Top of EXERCISE DATA
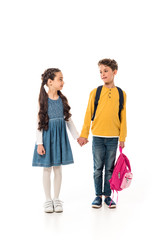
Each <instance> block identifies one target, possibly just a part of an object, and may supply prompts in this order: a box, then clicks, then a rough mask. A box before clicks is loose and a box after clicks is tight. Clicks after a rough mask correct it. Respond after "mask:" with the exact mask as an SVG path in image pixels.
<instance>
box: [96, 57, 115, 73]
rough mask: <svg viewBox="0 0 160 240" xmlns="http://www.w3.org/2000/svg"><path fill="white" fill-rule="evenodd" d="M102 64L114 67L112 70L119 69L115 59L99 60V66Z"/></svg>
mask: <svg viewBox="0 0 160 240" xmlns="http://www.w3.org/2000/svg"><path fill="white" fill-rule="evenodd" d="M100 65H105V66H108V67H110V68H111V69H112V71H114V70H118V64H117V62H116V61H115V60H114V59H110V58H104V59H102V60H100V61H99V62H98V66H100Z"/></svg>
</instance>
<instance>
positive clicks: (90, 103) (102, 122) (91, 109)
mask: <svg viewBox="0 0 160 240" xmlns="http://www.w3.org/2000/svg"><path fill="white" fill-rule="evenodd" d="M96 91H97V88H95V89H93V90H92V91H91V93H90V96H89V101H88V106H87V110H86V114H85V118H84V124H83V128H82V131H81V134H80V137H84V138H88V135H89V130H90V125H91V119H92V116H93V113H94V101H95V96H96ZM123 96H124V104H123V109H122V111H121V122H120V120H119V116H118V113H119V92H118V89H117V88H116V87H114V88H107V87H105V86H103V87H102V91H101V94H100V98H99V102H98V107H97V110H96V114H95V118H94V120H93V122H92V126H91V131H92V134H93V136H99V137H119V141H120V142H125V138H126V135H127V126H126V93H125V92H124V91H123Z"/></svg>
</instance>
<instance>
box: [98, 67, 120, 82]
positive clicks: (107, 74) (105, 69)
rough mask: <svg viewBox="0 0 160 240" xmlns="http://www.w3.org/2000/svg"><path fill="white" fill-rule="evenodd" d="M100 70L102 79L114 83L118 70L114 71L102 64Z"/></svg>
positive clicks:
Bottom of EXERCISE DATA
▶ **DIRECTIVE**: Write out every line of the records above word for word, leaving out the pictures.

▶ **EXERCISE ANSWER**:
Each <instance> block identifies one target, possibly just a part of an object, and may supply prompts in this order: a box, then clicks, then a rough mask. A box before clicks is loose and a box after clicks is tight. Clicks after a rough mask correct it. Respond after "mask:" with the exact mask as an SVG path in image pixels.
<instance>
box: [96, 57, 115, 73]
rough mask: <svg viewBox="0 0 160 240" xmlns="http://www.w3.org/2000/svg"><path fill="white" fill-rule="evenodd" d="M102 64L114 67L112 70L119 69L115 59L99 60V66Z"/></svg>
mask: <svg viewBox="0 0 160 240" xmlns="http://www.w3.org/2000/svg"><path fill="white" fill-rule="evenodd" d="M100 65H105V66H108V67H110V68H111V69H112V71H114V70H118V64H117V62H116V61H115V60H114V59H110V58H104V59H102V60H100V61H99V62H98V66H100Z"/></svg>
</instance>
<instance>
positive clicks: (90, 103) (102, 122) (91, 109)
mask: <svg viewBox="0 0 160 240" xmlns="http://www.w3.org/2000/svg"><path fill="white" fill-rule="evenodd" d="M96 91H97V88H95V89H93V90H92V91H91V93H90V96H89V101H88V106H87V110H86V114H85V118H84V124H83V128H82V131H81V134H80V137H84V138H88V135H89V130H90V125H91V119H92V116H93V113H94V101H95V96H96ZM123 96H124V104H123V109H122V111H121V122H120V120H119V116H118V113H119V92H118V89H117V88H116V87H114V88H107V87H105V86H103V87H102V91H101V94H100V98H99V102H98V107H97V110H96V114H95V118H94V120H93V122H92V126H91V131H92V134H93V136H99V137H119V141H120V142H125V138H126V135H127V126H126V93H125V92H124V91H123Z"/></svg>
</instance>
<instance>
box: [98, 67, 120, 82]
positive clicks: (107, 74) (105, 69)
rough mask: <svg viewBox="0 0 160 240" xmlns="http://www.w3.org/2000/svg"><path fill="white" fill-rule="evenodd" d="M100 70L102 79L114 83L118 70L114 71L102 64Z"/></svg>
positive clicks:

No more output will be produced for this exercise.